▶ **WORK REQUIRED**
Reproduce verbatim everything in the banana walnut bread recipe below from "PREHEAT the oven" down to "completely mixed in.".

-- BEGIN EXTRACT --

Sink your teeth into this moist Banana Walnut Bread for a mid-day snack or for breakfast. Clean-up is easy with a Reynolds® Bakeware Loaf Pan.

Reynolds Kitchens® Tips

Reynolds Kitchens tip

Clean-up is easy with a Reynolds® Bakeware Loaf Pan.


  • 2 Reynolds® Bakeware Non-Stick Loaf Pans with Parchment Lining
  • 1 1/2 cups of unsalted butter
  • 1 cup of granulated sugar
  • 3 eggs
  • 1 1/2 teaspoons of vanilla
  • 2 cups of mashed ripe bananas
  • 2 cups of all-purpose flour
  • 1/2 teaspoon of baking soda
  • 1 teaspoon of baking powder
  • 3/4 cup of chopped walnuts


Step 1

PREHEAT the oven to 350°.

Step 2

CREAM the butter and sugar together in a standing mixer with the paddle attachment on high speed until it becomes light and fluffy.

Step 3

ADD in 1 egg at a time until it is completely mixed in.

-- END EXTRACT --
-- BEGIN RECORDED INFORMATION --

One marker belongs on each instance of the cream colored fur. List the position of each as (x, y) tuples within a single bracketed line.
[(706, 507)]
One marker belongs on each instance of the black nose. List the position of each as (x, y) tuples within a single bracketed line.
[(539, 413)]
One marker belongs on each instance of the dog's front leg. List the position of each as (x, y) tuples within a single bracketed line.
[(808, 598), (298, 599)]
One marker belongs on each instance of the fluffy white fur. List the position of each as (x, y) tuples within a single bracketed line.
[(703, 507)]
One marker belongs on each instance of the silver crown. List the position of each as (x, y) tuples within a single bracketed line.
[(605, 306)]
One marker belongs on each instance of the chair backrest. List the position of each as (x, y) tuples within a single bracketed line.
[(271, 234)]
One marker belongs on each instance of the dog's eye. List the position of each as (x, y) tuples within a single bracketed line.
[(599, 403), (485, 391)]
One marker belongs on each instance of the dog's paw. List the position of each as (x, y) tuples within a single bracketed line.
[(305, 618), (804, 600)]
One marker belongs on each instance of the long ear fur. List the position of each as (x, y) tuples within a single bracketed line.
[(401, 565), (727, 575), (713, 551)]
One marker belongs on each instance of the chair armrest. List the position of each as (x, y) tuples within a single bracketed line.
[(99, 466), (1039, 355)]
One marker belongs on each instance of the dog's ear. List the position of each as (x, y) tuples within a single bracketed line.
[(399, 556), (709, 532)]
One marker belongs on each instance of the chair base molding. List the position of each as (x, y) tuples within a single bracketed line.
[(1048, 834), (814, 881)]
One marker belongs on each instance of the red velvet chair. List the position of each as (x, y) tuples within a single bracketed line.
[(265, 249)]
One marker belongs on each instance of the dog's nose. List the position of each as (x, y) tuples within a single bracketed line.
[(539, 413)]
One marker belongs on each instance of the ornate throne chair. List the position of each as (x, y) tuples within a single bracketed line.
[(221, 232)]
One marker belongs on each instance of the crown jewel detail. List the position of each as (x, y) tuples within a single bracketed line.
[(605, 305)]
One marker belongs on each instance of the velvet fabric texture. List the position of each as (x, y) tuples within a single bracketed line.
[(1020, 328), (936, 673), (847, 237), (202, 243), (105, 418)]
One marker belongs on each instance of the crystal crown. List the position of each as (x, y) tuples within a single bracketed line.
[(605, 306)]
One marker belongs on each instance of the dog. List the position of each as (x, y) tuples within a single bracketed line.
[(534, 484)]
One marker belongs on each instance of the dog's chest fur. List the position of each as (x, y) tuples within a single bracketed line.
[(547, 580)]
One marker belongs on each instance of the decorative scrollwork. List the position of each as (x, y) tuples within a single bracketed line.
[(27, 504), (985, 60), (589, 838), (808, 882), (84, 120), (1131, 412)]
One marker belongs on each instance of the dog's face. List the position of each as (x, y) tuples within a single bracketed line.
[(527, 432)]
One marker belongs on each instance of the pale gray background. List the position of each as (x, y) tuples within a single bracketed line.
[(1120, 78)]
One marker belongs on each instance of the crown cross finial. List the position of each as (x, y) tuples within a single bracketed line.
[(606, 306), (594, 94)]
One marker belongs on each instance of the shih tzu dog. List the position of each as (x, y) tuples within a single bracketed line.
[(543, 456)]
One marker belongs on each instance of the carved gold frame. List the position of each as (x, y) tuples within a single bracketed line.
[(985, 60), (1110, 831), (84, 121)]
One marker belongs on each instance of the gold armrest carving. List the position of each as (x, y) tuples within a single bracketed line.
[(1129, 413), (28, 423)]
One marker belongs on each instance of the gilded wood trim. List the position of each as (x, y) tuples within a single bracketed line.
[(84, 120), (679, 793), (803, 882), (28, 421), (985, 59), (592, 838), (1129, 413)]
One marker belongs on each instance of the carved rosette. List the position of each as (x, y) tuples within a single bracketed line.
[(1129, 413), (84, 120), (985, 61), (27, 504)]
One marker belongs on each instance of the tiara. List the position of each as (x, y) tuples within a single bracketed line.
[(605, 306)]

-- END RECORDED INFORMATION --

▶ **RESPONSE TO THIS TASK**
PREHEAT the oven to 350°.

Step 2

CREAM the butter and sugar together in a standing mixer with the paddle attachment on high speed until it becomes light and fluffy.

Step 3

ADD in 1 egg at a time until it is completely mixed in.